SELECTED EXTRACT:
>>>

Here is a rate limiter implementation based on @tonywl (and somewhat relates to Duarte Meneses's leaky bucket). The idea is the same - use a "token pool" to allow both rate limiting and bursting (make multiple calls in a short time after idling for a bit).
This implementation offers two main differences:
- Lock-less concurrent access using atomic operations.
- Instead of blocking a request, calculate a delay needed to enforce the rate limit and offers that as the response, allow the caller to enforce the delay - this will work better with asynchronous programming that you can find in modern networking frameworks.
The full implementation with documentation can be found in this Github Gist, which is where I'll also post updates, but here's the gist of it:
import java.util.concurrent.atomic.AtomicLong;
public class RateLimiter {
private final static long TOKEN_SIZE = 1_000_000 /* tockins per token */;
private final double tokenRate; // measured in tokens per ms
private final double tockinRate; // measured in tockins per ms
private final long tockinsLimit;
private AtomicLong available;
private AtomicLong lastTimeStamp;
/**
* Create a new rate limiter with the token fill rate specified as
* {@code fill}/{@code interval} and a maximum token pool size of {@code limit}, starting
* with a {@code prefill} amount of tokens ready to be used.
* @param prefill instead of starting with an empty pool, assume we "start from rest" and
* have tokens to consume. This value is clamped to {@code limit}.
* @param limit The maximum number of tokens in the pool (burst size)
* @param fill How many tokens will be filled in the pool by waiting {@code interval} time
* @param interval How long will it take to get {@code fill} tokens back in the pool in ms
*/
public RateLimiter(int prefill, int limit, int fill, long interval) {
this.tokenRate = (double)fill / interval;
this.tockinsLimit = TOKEN_SIZE * limit;
this.tockinRate = tokenRate * TOKEN_SIZE;
this.lastTimeStamp = new AtomicLong(System.nanoTime());
this.available = new AtomicLong(Math.max(prefill, limit) * TOKEN_SIZE);
}
public boolean allowRequest() {
return whenNextAllowed(1, false) == 0;
}
public boolean allowRequest(int cost) {
return whenNextAllowed(cost, false) == 0;
}
public long whenNextAllowed(boolean alwaysConsume) {
return whenNextAllowed(1, alwaysConsume);
}
/**
* Check when will the next call be allowed, according to the specified rate.

<<<

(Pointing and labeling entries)
>>>

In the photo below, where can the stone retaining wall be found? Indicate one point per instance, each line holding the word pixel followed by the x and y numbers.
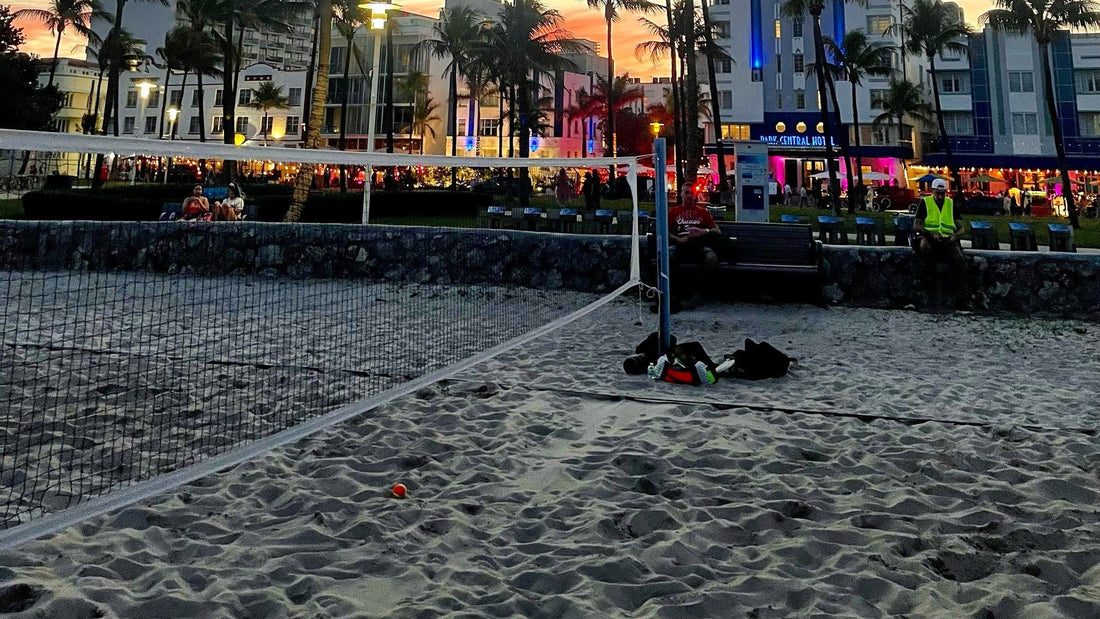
pixel 1031 284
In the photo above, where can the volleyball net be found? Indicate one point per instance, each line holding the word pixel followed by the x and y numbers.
pixel 141 353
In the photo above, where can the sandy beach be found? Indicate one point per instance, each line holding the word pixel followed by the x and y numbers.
pixel 911 464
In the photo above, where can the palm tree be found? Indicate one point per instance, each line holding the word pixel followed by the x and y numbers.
pixel 611 9
pixel 534 43
pixel 931 30
pixel 59 14
pixel 856 57
pixel 268 97
pixel 306 172
pixel 1046 19
pixel 796 9
pixel 457 30
pixel 902 100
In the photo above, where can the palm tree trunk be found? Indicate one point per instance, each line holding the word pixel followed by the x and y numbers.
pixel 179 117
pixel 201 109
pixel 1052 109
pixel 53 66
pixel 389 86
pixel 724 196
pixel 834 189
pixel 164 100
pixel 956 180
pixel 305 179
pixel 674 86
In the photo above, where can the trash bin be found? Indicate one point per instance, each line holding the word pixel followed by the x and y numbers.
pixel 58 181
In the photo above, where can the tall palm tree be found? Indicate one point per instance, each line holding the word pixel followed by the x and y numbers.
pixel 306 172
pixel 455 32
pixel 58 15
pixel 1046 19
pixel 611 10
pixel 268 97
pixel 931 30
pixel 855 57
pixel 796 9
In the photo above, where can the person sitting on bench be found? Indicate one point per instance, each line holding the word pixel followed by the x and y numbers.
pixel 195 207
pixel 231 208
pixel 697 240
pixel 938 230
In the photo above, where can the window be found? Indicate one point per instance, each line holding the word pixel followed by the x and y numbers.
pixel 1024 124
pixel 877 25
pixel 1088 80
pixel 1021 81
pixel 735 132
pixel 488 126
pixel 954 83
pixel 958 123
pixel 1090 124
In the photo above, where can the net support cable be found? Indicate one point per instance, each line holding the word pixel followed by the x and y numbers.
pixel 54 522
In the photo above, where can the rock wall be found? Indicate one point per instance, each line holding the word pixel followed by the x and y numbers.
pixel 427 255
pixel 1030 284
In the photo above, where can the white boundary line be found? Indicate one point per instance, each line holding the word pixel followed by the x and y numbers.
pixel 54 522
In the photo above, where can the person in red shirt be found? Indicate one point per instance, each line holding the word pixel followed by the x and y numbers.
pixel 700 245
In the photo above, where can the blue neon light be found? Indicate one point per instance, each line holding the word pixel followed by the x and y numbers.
pixel 757 35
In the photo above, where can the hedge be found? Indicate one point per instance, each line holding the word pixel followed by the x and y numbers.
pixel 144 202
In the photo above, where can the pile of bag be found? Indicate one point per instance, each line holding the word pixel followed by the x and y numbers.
pixel 689 364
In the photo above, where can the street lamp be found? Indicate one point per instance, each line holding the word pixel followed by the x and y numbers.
pixel 378 14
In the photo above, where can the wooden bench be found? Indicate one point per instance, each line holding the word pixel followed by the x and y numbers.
pixel 788 250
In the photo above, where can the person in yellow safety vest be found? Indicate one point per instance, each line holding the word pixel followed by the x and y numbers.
pixel 938 229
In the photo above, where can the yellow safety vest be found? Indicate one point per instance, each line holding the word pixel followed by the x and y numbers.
pixel 939 221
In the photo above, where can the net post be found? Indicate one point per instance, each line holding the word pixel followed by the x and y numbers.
pixel 661 212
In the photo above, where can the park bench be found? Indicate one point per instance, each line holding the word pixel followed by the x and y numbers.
pixel 774 253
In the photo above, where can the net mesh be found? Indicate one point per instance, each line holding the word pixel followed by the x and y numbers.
pixel 136 349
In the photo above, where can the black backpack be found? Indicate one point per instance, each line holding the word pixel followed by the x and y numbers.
pixel 759 361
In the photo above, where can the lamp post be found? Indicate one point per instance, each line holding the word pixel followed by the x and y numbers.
pixel 377 25
pixel 143 89
pixel 173 115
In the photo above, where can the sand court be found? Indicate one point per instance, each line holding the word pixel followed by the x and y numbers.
pixel 547 483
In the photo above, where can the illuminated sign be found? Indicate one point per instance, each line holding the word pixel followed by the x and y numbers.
pixel 799 141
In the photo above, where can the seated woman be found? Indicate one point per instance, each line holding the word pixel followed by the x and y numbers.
pixel 195 207
pixel 231 208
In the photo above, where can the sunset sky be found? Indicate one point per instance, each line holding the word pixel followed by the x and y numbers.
pixel 582 21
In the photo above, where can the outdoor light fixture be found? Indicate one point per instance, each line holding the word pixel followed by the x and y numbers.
pixel 378 13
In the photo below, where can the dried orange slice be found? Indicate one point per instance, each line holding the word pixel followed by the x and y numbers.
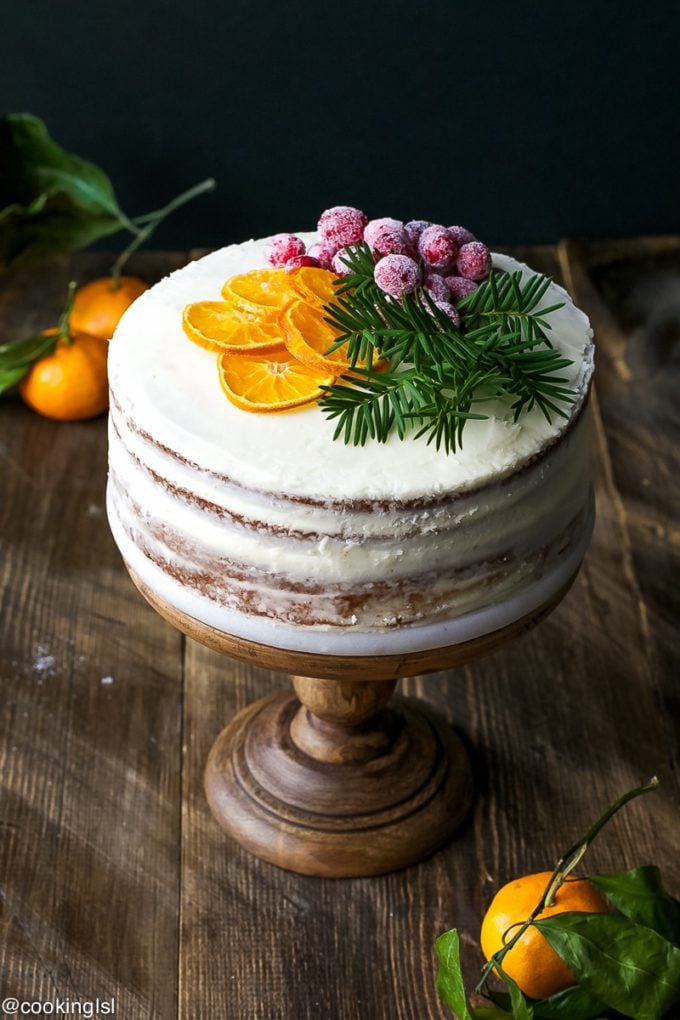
pixel 315 286
pixel 308 337
pixel 259 290
pixel 274 381
pixel 212 324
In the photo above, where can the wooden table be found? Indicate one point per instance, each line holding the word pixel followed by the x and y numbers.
pixel 115 880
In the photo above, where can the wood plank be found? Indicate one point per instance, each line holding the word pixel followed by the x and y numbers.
pixel 560 723
pixel 90 711
pixel 631 289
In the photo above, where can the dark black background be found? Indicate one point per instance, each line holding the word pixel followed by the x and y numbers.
pixel 525 121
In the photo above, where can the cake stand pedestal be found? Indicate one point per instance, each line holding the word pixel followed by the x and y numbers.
pixel 337 777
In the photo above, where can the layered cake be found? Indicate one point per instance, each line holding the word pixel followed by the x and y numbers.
pixel 264 526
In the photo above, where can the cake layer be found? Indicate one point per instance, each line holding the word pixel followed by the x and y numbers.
pixel 262 524
pixel 168 387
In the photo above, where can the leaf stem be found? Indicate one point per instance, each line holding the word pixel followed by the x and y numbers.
pixel 146 224
pixel 63 325
pixel 565 865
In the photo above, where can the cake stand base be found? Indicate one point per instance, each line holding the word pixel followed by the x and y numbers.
pixel 332 782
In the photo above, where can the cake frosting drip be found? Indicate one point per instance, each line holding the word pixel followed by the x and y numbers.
pixel 252 521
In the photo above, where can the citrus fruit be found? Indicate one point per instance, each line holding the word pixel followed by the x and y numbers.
pixel 259 290
pixel 308 338
pixel 70 384
pixel 315 286
pixel 216 326
pixel 98 306
pixel 274 381
pixel 532 962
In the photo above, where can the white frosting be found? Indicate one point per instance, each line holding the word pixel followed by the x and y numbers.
pixel 169 387
pixel 263 526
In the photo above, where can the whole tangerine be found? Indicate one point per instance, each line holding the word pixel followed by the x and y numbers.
pixel 70 384
pixel 98 306
pixel 532 962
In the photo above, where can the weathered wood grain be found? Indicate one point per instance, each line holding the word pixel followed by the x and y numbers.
pixel 90 713
pixel 116 881
pixel 559 724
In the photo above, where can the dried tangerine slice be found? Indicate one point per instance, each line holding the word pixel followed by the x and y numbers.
pixel 211 324
pixel 308 338
pixel 274 381
pixel 259 290
pixel 315 286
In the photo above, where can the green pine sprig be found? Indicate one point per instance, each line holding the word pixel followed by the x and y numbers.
pixel 413 371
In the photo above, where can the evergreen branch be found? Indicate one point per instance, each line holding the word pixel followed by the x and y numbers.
pixel 439 371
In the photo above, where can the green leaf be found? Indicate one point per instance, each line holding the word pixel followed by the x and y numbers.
pixel 639 895
pixel 50 200
pixel 630 967
pixel 520 1007
pixel 572 1004
pixel 450 981
pixel 10 376
pixel 24 352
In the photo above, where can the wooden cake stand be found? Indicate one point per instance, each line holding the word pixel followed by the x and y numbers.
pixel 337 777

<<<

REQUIRED ACTIONS:
1. Quote the rate limiter post from "Here is a rate" to "for a bit).".
2. Pick up the rate limiter post where it stops and keep writing.
The lines have no part in this.

PER-TASK ANSWERS:
1.
Here is a rate limiter implementation based on @tonywl (and somewhat relates to Duarte Meneses's leaky bucket). The idea is the same - use a "token pool" to allow both rate limiting and bursting (make multiple calls in a short time after idling for a bit).

2.
* The value returned is in milliseconds. If the result is 0 - or if {@code alwaysConsume} was
* specified then the RateLimiter has recorded that the call has been allowed.
* @param cost How costly is the requested action. The base rate is 1 token per request,
* but the client can declare a more costly action that consumes more tokens.
* @param alwaysConsume if set to {@code true} this method assumes that the caller will delay
* the action that is rate limited but will perform it without checking again - so it will
* consume the specified number of tokens as if the action has gone through. This means that
* the pool can get into a deficit, which will further delay additional actions.
* @return how many milliseconds before this request should be let through.
*/
public long whenNextAllowed(int cost, boolean alwaysConsume) {
var now = System.nanoTime();
var last = lastTimeStamp.getAndSet(now);
// calculate how many tockins we got since last call
// if the previous call was less than a microsecond ago, we still accumulate at least
// one tockin, which is probably more than we should, but this is too small to matter - right?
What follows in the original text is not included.